» **TASK DIRECTIONS**:
Pull every line out of the listing below and reproduce each one without any change.

Saved entries:
* * * * *

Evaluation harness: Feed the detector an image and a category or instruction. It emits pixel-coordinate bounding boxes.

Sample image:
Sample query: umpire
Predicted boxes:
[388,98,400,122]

* * * * *

» **TASK ANSWER**:
Evaluation harness: Feed the detector an image and a category or instruction. It emits pixel-coordinate bounding boxes.

Sample image:
Sample query: umpire
Predicted boxes:
[388,98,400,122]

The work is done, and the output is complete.